*Exercise*:
Please reproduce the following records exactly as they appear.

Records from a data source:
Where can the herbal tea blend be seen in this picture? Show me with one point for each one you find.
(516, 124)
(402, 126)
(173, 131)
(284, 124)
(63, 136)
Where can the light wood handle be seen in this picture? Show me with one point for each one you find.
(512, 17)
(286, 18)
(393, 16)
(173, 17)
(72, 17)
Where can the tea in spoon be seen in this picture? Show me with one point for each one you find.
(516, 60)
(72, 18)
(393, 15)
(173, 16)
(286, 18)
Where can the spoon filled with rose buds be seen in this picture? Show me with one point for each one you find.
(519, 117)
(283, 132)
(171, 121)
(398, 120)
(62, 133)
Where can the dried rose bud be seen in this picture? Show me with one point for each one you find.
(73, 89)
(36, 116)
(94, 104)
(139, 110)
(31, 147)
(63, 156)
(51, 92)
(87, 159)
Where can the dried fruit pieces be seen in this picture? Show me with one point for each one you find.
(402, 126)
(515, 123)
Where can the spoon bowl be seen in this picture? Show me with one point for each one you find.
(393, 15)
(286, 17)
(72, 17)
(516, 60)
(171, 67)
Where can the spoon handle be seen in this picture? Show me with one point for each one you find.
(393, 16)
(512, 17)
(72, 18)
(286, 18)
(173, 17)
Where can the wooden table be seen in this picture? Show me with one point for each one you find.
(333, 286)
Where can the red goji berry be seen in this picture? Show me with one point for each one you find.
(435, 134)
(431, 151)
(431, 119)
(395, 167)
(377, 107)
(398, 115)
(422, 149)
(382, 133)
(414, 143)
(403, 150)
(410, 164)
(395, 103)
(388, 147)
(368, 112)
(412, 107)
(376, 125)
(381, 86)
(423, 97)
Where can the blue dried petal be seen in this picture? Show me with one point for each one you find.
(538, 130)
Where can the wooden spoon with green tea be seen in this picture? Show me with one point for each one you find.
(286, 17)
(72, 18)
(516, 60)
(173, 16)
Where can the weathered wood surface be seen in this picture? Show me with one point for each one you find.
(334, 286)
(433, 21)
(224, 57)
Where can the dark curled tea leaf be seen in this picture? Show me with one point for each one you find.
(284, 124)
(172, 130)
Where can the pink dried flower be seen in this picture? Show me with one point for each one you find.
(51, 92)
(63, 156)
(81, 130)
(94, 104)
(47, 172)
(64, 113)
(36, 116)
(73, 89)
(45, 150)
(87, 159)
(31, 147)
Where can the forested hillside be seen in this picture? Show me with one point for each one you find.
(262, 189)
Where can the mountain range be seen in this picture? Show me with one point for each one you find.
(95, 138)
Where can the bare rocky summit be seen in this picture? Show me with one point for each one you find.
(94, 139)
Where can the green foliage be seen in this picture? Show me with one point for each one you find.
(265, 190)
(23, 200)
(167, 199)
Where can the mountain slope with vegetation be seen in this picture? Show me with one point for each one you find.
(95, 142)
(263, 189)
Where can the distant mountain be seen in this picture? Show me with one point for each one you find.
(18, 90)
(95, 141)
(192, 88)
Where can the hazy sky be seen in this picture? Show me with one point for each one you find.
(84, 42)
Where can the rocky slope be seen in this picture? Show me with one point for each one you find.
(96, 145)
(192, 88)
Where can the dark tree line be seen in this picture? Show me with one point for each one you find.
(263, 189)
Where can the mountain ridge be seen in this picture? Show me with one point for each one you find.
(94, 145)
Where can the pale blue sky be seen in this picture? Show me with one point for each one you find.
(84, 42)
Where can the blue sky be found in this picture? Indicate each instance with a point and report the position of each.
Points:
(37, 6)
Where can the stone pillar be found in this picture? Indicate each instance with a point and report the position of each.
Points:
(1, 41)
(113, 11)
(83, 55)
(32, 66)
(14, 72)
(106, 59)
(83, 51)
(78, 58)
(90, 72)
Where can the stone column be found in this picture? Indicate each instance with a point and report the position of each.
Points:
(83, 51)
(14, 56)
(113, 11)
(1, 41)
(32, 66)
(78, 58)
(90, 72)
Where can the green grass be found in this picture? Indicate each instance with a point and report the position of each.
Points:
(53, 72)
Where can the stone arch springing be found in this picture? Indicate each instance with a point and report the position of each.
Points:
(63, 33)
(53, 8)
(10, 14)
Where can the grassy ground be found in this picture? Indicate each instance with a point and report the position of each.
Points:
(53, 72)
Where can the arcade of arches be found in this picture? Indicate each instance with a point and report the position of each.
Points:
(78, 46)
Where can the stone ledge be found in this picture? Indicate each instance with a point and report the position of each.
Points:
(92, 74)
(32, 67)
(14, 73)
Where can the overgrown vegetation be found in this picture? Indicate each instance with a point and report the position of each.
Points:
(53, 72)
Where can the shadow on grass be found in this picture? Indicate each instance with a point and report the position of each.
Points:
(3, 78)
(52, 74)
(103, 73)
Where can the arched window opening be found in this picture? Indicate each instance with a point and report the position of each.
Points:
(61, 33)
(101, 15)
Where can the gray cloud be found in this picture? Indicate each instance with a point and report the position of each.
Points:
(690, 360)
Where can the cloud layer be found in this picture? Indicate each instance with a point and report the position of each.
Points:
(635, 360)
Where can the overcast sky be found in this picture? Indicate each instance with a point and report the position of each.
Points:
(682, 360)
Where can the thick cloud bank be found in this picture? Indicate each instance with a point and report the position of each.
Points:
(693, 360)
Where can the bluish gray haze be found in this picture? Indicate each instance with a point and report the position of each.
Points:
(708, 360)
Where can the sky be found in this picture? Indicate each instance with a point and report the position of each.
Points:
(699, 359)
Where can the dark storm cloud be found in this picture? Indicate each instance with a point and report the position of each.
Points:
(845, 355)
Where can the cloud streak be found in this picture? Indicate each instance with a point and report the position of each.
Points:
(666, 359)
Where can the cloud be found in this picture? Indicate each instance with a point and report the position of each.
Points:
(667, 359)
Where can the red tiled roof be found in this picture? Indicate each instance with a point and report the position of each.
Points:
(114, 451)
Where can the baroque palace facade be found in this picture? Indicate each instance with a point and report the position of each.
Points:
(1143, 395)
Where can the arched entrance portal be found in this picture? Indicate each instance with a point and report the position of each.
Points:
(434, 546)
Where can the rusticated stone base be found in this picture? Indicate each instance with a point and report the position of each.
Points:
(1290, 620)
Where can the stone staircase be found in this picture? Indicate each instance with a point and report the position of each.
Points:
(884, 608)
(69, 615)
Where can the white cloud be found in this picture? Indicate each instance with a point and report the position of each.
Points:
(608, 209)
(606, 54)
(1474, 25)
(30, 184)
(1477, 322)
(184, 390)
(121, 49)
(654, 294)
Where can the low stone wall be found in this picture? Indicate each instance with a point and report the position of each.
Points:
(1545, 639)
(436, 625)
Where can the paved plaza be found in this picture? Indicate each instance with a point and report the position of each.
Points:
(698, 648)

*Exercise answer*:
Where can the herbal tea blend be seen in this picture? Show me with one point for each one you find.
(516, 124)
(402, 126)
(173, 131)
(284, 124)
(63, 136)
Where can the light wood handle be seen in this picture? Show me with one point for each one you find.
(512, 17)
(286, 18)
(393, 16)
(173, 17)
(72, 17)
Where can the tea in spoon be seen in this picture? Show me with one point for each one you find.
(516, 60)
(72, 18)
(393, 15)
(173, 16)
(286, 18)
Where can the spoon filled with rose buds be seen in this picture? Show me with one point for each one you find.
(519, 117)
(283, 132)
(171, 121)
(398, 120)
(62, 133)
Where can the dried rose bud be seen in this picture? Show me with one point for each one you find.
(73, 89)
(36, 116)
(94, 104)
(139, 110)
(31, 147)
(63, 156)
(51, 92)
(87, 159)
Where can the dried fruit pieces be seen in this picture? Show me with one point for each one you find.
(402, 126)
(515, 123)
Where can the spoon bowl be seen in this picture? Show me with one point for each one you find.
(393, 15)
(286, 17)
(72, 17)
(516, 60)
(171, 67)
Where can the spoon handle be seen in this picture? Show me with one point for each one you find.
(393, 16)
(512, 17)
(72, 18)
(286, 18)
(173, 17)
Where can the wooden table be seen in this picture? Show me with one point for each one you find.
(333, 286)
Where can the red goji berry be seen in this picture? Show me with one point for each one you find.
(435, 134)
(431, 151)
(431, 119)
(395, 167)
(377, 107)
(398, 115)
(422, 149)
(382, 133)
(414, 143)
(403, 150)
(410, 164)
(395, 103)
(388, 147)
(368, 112)
(412, 107)
(376, 125)
(381, 86)
(423, 97)
Where can the blue dried petal be seen in this picture? Show me with one point for each one you find.
(538, 130)
Where can the wooden spoon with green tea be seen in this picture? Show me with one point for each one you find.
(286, 17)
(72, 18)
(516, 60)
(173, 16)
Where can the weathered wood surface be seen in this picture? Show me with one point for each one you find.
(334, 286)
(433, 21)
(224, 57)
Where can the dark curled tea leaf be seen in this picture? Show me with one point for each one you find.
(284, 124)
(172, 130)
Where can the pink dried flower be seen in this picture? Show me with one point for each one you find.
(51, 92)
(63, 156)
(81, 130)
(94, 104)
(47, 172)
(64, 113)
(36, 116)
(73, 89)
(45, 150)
(87, 159)
(31, 147)
Where can the forested hillside be seen in this picture? Show me with one point for each one you find.
(262, 189)
Where can the mountain range be seen in this picture? Show me with one point for each one you find.
(95, 138)
Where can the bare rocky summit be seen in this picture? Show me with one point for each one you find.
(94, 139)
Where can the green foliage be seen in this picture? Show me with one point for each one you find.
(265, 190)
(23, 200)
(167, 199)
Where can the mountain slope with vegetation be seen in this picture? Show me with one point for each one you find.
(95, 142)
(263, 189)
Where can the distant mountain be seen in this picture? Show me with one point for each one you find.
(18, 90)
(95, 141)
(192, 88)
Where can the hazy sky be seen in this picture? Show me with one point for each one you find.
(84, 42)
Where can the rocky slope be seen in this picture? Show me with one point for each one you find.
(96, 145)
(192, 88)
Where can the dark tree line be seen in this picture? Show me with one point for each one you find.
(263, 189)
Where can the mountain ridge be seen in this picture? Show me with one point for each one you find.
(94, 145)
Where can the pale blue sky be seen in this picture? Show me with one point for each one you find.
(84, 42)
Where can the blue sky be found in this picture? Indicate each instance with a point and report the position of each.
Points:
(37, 6)
Where can the stone pillar be found in this picture? Indicate each instance with a point and report the position of each.
Points:
(1, 41)
(113, 11)
(83, 55)
(32, 66)
(14, 72)
(106, 59)
(83, 51)
(78, 58)
(90, 72)
Where can the stone column be found in this picture? Indicate each instance with a point and report the position of each.
Points:
(83, 51)
(14, 56)
(113, 11)
(1, 41)
(32, 66)
(78, 58)
(90, 72)
Where can the green grass be found in this picture? Indicate each instance with a point and report the position of each.
Points:
(53, 72)
Where can the stone arch springing be found in this picture? Indicate each instance with a point and report the position of each.
Points:
(63, 33)
(53, 8)
(10, 14)
Where can the grassy ground be found in this picture? Indicate each instance with a point and report the position of each.
Points:
(53, 72)
Where can the arcade of arches be found in this picture? Indicate each instance with a point and report the position of each.
Points:
(78, 46)
Where can the stone ledge be found in this picture? Indicate each instance with a point and report the position of each.
Points:
(92, 74)
(32, 67)
(14, 73)
Where can the overgrown vegetation be found in this picture? Indicate each instance with a point and report the position of each.
Points:
(53, 72)
Where can the shadow on grass be found in this picture? Indicate each instance with a point and report the position of each.
Points:
(3, 78)
(52, 74)
(103, 73)
Where can the arched window opening be found in this picture? Indicate each instance with a point and report the position of each.
Points:
(61, 33)
(101, 15)
Where can the gray cloud be found in this picture? Indicate each instance with a point and report the position of each.
Points:
(690, 360)
Where can the cloud layer be found in this picture? Indicate each instance with a point and report the position of each.
Points:
(635, 360)
Where can the overcast sky be found in this picture? Indicate each instance with a point and report the position of each.
Points:
(682, 360)
Where can the thick cloud bank be found in this picture? Indicate each instance with a point and report the position of each.
Points:
(693, 360)
Where can the bluish gray haze be found in this picture? Indicate each instance with a point and report the position of each.
Points:
(708, 360)
Where can the sky be found in this picture? Indicate each instance with a point and report the position of each.
Points:
(699, 359)
Where can the dark storm cloud be found in this picture? Indicate each instance with a point and report the position of each.
Points:
(845, 355)
Where can the cloud streak be found in this picture? Indicate each instance with a point and report the position of each.
Points:
(666, 359)
Where can the cloud be found in this picture? Indicate each instance with a point and report the position of each.
Points:
(667, 359)
Where can the red tiled roof be found in this picture? Indicate each instance with a point and report the position of each.
Points:
(114, 451)
Where can the baroque palace facade be found in this picture? Indicate each instance with a point and report the position of each.
Points:
(1143, 395)
Where can the arched entrance portal be found in this picture? Indicate each instance with a point and report the position of each.
Points:
(434, 546)
Where can the rusticated stone base be found in this picture? Indicate each instance with a point and report the position of each.
Points:
(1290, 620)
Where can the stone staircase be found in this picture? Indicate each instance with a point and report the position of each.
Points:
(884, 608)
(69, 615)
Where can the white cloud be found in this picture? Indicate each instance with a point and report the position of each.
Points:
(608, 209)
(606, 54)
(1474, 25)
(30, 184)
(1477, 322)
(184, 390)
(121, 49)
(654, 294)
Where can the low stone wall be found in this picture? Indicate each instance with a point and report the position of each.
Points:
(1545, 639)
(436, 625)
Where can the paved plaza be found in this picture? Indicate each instance with a point and report the position of each.
Points:
(698, 648)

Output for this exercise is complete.